[START Information provided]

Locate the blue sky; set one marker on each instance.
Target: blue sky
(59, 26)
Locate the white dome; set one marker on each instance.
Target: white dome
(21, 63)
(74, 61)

[END Information provided]

**Problem description**
Print every line of the listing above, unchanged.

**Result**
Locate the blue sky; set one marker on each instance.
Target: blue sky
(59, 26)
Locate the white dome; set one marker on each instance.
Target: white dome
(21, 63)
(74, 61)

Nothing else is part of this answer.